Data listing:
******************************

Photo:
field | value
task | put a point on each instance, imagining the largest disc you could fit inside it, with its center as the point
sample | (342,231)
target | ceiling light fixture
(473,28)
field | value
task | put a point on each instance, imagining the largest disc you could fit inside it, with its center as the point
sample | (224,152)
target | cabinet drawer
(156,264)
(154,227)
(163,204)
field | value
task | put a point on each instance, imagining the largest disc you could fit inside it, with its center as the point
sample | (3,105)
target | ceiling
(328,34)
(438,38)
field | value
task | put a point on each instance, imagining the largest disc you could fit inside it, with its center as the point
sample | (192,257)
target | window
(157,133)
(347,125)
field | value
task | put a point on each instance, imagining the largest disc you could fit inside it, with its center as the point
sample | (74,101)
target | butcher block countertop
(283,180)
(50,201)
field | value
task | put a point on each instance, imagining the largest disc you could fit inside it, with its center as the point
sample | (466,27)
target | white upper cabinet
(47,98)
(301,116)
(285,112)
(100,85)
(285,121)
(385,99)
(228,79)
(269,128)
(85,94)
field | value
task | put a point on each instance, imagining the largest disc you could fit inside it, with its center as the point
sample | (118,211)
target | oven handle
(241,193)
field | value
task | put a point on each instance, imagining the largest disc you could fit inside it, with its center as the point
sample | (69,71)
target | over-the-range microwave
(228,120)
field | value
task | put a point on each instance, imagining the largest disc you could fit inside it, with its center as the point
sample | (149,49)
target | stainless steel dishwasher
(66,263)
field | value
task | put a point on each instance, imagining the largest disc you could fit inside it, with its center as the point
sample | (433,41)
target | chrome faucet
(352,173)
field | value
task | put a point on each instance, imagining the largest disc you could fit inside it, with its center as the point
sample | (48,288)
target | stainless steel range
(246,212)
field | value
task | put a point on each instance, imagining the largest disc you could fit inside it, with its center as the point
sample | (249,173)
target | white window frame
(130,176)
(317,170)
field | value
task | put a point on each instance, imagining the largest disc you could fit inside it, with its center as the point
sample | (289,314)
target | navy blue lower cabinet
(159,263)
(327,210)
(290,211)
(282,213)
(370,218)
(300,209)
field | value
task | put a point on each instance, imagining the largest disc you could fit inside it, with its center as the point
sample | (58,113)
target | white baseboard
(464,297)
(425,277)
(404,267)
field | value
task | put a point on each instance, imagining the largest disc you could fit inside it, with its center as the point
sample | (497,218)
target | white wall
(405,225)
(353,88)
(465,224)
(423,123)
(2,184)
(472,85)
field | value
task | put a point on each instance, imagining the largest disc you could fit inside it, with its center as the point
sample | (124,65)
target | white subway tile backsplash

******************************

[THE TASK] Transcribe each record exactly. Leave nothing out.

[FULL RESPONSE]
Photo:
field | value
task | put a point on each instance, imagining the largest disc you could fit inside it, with its center as the point
sample | (342,231)
target | ceiling light fixture
(473,28)
field | value
task | put a point on each instance, imagining the largest disc you could fit inside it, with its center as the point
sample | (224,152)
target | cabinet drawer
(156,264)
(154,227)
(163,204)
field | value
task | put a point on each instance, imagining the largest disc you could fit inside it, with its center as the point
sample | (3,105)
target | ceiling
(328,34)
(438,38)
field | value
task | put a point on each instance, imagining the largest disc you could fit inside it, with its center as the point
sample | (192,257)
target | window
(157,133)
(347,125)
field | value
task | put a point on each instance, imagining the largest disc you could fit inside it, with its center as the point
sample | (74,101)
target | butcher block countertop
(283,180)
(50,201)
field | value
task | put a point on each instance, imagining the largest disc you could fit inside it, with its center as the point
sample | (466,27)
target | white upper cabinet
(47,98)
(301,116)
(285,112)
(100,85)
(285,121)
(385,99)
(228,79)
(269,128)
(85,94)
field | value
task | put a point on each instance, imagining the largest disc you could fit inside it, with its center as the point
sample | (118,211)
target | oven handle
(241,193)
field | value
task | put a point on each instance, imagining the largest disc you could fit inside it, with its center as the point
sample | (69,71)
target | over-the-range microwave
(228,120)
field | value
task | put a point on each instance, imagining the largest disc you could fit inside it, with its center as the point
sample | (149,49)
target | stainless steel dishwasher
(66,263)
field | value
task | put a point on each instance, imagining the largest disc you could fit inside it, with its center as the point
sample | (433,41)
target | chrome faucet
(352,173)
field | value
task | put a point on each instance, imagining the largest disc you could fit inside it, with its center as the point
sample | (48,288)
target | stainless steel range
(246,212)
field | value
task | put a point on each instance, imagining the largest disc you could fit inside it, with its center as the point
sample | (249,173)
target | white window frame
(130,176)
(317,170)
field | value
task | put a point on each instance, imagining the largest disc you could fit inside it, with its center as the point
sample | (289,314)
target | navy blue lower cabinet
(159,263)
(327,210)
(290,211)
(282,213)
(370,218)
(300,209)
field | value
task | put a point on each instance, imagining the largest disc you could fit inside it, with its center as the point
sample | (58,113)
target | white baseboard
(464,297)
(425,277)
(404,267)
field | value
task | put a point on each instance, imagining the largest disc you could fit inside it, with its center as the point
sample | (497,218)
target | white wall
(405,225)
(353,88)
(465,224)
(423,123)
(2,184)
(472,85)
field | value
task | put a point on each instance, imagining the largest disc you could fit inside it, with its center as the point
sample | (124,65)
target | white subway tile backsplash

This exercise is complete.